EXERCISE OBJECTIVE: Copy out the whole listing below word for word, but leave out the picture.

RECORD SET:
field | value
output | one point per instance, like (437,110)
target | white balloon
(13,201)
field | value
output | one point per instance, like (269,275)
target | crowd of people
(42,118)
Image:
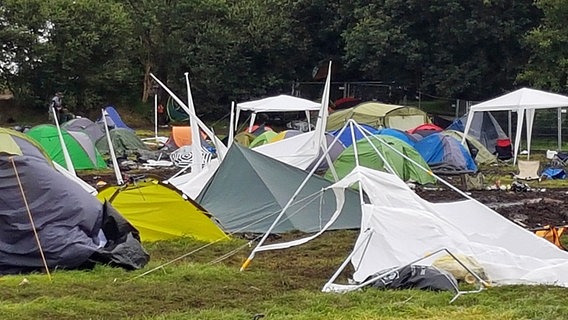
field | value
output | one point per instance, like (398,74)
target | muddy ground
(533,208)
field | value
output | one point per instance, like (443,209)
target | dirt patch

WRITTEN SOLUTION:
field | value
output | one point per instance, like (437,110)
target | white balloon
(13,201)
field | value
output | one point per instance, like (269,275)
target | crowd of people
(42,118)
Image:
field | value
output | one point per instance, like (398,74)
target | muddy ground
(533,208)
field | value
output | one point per instance, like (443,209)
target | dirt patch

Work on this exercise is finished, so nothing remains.